WORK ORDER -
Return all lines of the data in which the string "clicks" occurs.

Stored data
----------
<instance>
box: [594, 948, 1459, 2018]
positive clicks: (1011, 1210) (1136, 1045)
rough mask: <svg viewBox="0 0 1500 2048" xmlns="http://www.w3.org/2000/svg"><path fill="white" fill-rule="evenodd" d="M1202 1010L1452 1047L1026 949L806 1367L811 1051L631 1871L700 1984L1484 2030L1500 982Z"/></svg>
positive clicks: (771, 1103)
----------
RESULT -
positive clicks: (1011, 1210) (1136, 1045)
positive clicks: (771, 1103)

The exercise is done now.